# start of INPUT ROWS
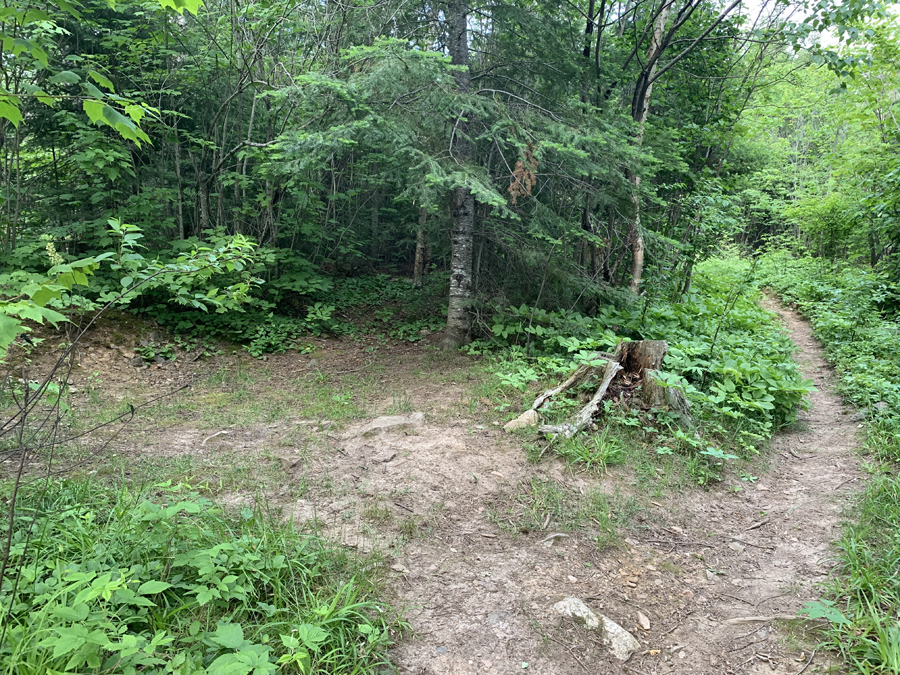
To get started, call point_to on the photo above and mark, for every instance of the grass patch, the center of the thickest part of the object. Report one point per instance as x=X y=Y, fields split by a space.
x=113 y=580
x=546 y=504
x=847 y=310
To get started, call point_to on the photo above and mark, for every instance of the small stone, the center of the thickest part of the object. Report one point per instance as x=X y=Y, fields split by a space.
x=575 y=608
x=529 y=418
x=643 y=621
x=385 y=457
x=497 y=617
x=621 y=643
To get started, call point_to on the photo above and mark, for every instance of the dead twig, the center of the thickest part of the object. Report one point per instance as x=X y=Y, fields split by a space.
x=748 y=543
x=811 y=657
x=552 y=536
x=753 y=619
x=209 y=438
x=849 y=480
x=677 y=543
x=758 y=525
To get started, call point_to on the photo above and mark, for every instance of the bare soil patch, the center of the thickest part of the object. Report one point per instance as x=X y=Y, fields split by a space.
x=461 y=520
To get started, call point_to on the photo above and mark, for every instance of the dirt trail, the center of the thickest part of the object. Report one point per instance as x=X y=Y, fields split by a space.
x=481 y=601
x=455 y=507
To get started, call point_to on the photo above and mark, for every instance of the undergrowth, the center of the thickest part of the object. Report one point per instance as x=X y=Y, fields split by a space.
x=106 y=580
x=732 y=361
x=853 y=312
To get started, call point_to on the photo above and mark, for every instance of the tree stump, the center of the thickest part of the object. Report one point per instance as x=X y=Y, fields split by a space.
x=641 y=357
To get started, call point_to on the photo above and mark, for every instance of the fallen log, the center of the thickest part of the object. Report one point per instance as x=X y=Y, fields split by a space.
x=587 y=413
x=632 y=361
x=581 y=374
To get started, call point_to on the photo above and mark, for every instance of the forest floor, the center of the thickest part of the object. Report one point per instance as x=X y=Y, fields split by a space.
x=456 y=513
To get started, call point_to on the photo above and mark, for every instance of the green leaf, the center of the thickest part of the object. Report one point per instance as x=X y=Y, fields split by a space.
x=9 y=329
x=69 y=640
x=102 y=81
x=824 y=609
x=94 y=110
x=65 y=77
x=153 y=587
x=10 y=112
x=43 y=295
x=228 y=635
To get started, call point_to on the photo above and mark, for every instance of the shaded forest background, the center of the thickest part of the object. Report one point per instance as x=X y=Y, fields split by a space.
x=557 y=155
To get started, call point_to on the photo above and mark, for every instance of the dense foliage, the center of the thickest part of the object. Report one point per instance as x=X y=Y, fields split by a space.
x=110 y=581
x=854 y=313
x=545 y=179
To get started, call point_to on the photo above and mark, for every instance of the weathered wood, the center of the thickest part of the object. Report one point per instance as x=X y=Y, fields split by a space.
x=581 y=374
x=655 y=395
x=641 y=355
x=584 y=417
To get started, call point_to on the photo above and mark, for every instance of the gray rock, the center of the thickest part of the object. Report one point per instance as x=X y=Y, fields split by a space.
x=621 y=643
x=391 y=422
x=497 y=617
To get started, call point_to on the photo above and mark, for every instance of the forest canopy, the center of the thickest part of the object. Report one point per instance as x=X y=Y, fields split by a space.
x=552 y=154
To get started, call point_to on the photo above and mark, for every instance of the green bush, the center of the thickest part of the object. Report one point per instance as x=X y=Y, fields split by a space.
x=733 y=362
x=115 y=582
x=851 y=310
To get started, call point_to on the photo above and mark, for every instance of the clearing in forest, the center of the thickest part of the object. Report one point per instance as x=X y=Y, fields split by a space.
x=476 y=535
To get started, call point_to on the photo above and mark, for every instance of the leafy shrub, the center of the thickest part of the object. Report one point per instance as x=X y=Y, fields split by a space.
x=852 y=313
x=725 y=352
x=124 y=583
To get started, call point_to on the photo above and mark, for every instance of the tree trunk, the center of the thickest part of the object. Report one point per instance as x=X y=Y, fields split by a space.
x=203 y=190
x=458 y=318
x=640 y=107
x=180 y=211
x=419 y=267
x=374 y=226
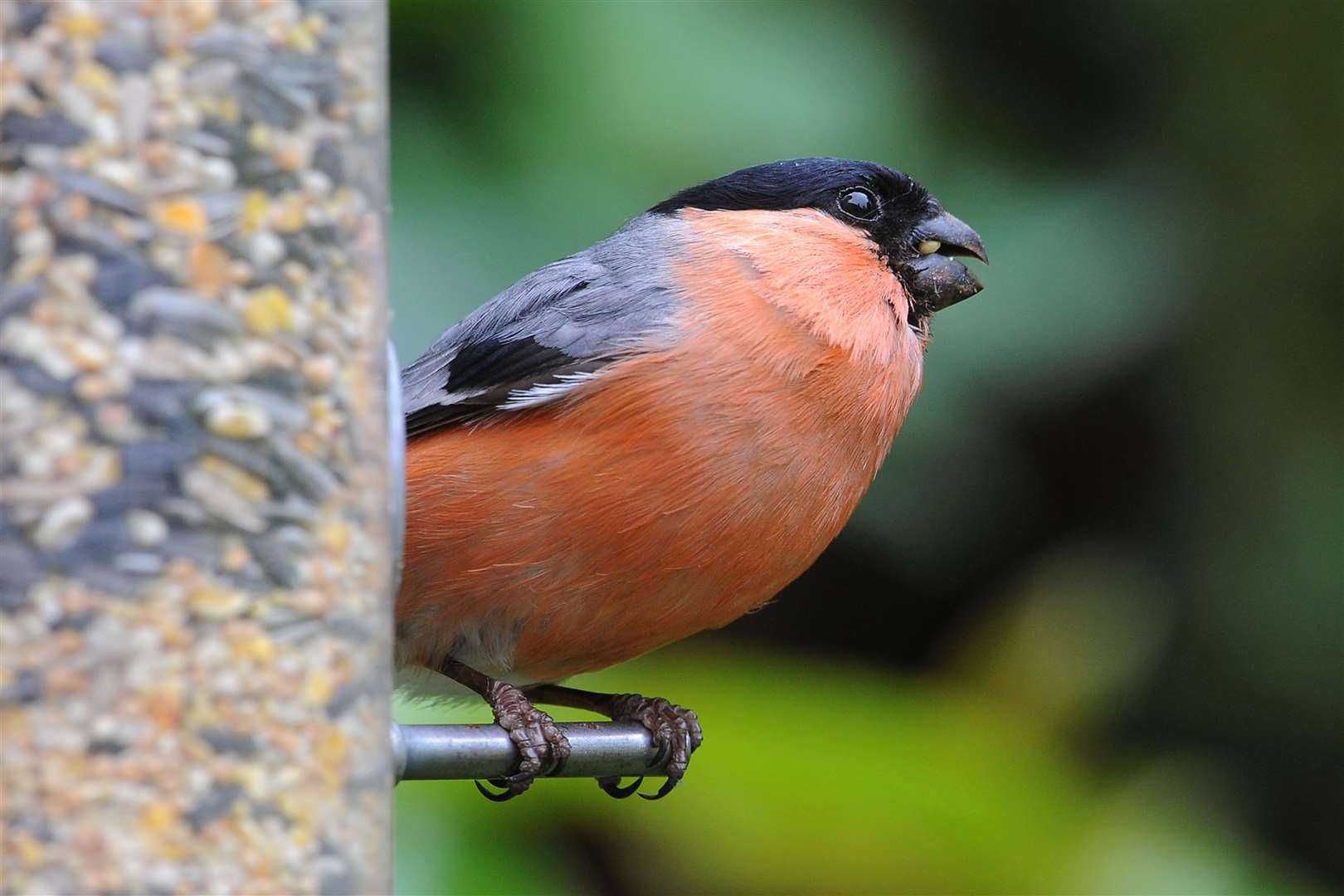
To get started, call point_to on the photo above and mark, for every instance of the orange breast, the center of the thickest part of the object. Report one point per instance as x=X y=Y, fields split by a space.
x=683 y=486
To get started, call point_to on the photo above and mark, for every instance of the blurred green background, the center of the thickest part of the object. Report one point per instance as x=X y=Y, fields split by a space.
x=1086 y=635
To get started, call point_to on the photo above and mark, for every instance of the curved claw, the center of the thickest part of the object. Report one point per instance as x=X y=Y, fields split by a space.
x=611 y=786
x=665 y=790
x=500 y=796
x=665 y=751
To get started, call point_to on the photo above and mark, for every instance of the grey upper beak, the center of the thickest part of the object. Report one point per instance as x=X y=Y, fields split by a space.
x=938 y=280
x=955 y=236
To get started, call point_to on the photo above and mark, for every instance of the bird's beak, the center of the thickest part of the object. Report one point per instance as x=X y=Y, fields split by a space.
x=934 y=277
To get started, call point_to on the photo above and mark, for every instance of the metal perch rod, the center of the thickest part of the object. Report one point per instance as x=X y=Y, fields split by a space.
x=474 y=752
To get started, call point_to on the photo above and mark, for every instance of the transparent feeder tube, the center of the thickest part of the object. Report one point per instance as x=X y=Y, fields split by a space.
x=195 y=574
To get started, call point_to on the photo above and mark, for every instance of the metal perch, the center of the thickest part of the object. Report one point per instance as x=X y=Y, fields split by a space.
x=475 y=752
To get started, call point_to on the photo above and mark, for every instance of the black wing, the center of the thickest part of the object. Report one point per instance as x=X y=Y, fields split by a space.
x=539 y=338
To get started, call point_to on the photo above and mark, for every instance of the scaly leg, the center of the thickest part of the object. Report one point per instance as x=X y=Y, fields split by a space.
x=676 y=731
x=542 y=747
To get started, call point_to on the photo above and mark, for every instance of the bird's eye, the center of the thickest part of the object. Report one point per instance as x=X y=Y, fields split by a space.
x=859 y=203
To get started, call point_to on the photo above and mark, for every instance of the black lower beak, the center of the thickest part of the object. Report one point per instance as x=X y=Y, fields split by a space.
x=936 y=280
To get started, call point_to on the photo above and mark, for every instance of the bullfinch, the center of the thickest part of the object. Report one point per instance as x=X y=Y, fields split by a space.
x=656 y=434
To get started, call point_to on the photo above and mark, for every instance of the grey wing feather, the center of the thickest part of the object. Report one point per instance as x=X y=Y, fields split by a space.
x=543 y=336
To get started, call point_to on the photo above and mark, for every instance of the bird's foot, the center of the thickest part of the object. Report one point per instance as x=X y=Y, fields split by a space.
x=542 y=747
x=676 y=733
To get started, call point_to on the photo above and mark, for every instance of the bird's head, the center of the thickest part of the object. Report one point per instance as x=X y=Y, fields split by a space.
x=800 y=217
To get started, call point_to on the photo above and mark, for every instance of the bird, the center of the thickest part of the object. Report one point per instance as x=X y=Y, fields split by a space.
# end of INPUT ROWS
*WHAT IS ASKED*:
Put the entries, from the start of the entries through the line containing "x=847 y=310", into a two-column CSV with columns named "prompt" and "points", one row per entry. Quote each field, replace line breaks with spaces, and leave out the pictures.

*OUTPUT FOR THIS EXERCISE*:
prompt,points
"To get started, call point_to on the photo above and mark, for every instance of the grass patch, the center of the thickest part of the object. Report one point per instance as x=X y=Y, fields split by a space.","x=113 y=580 x=546 y=504 x=847 y=310"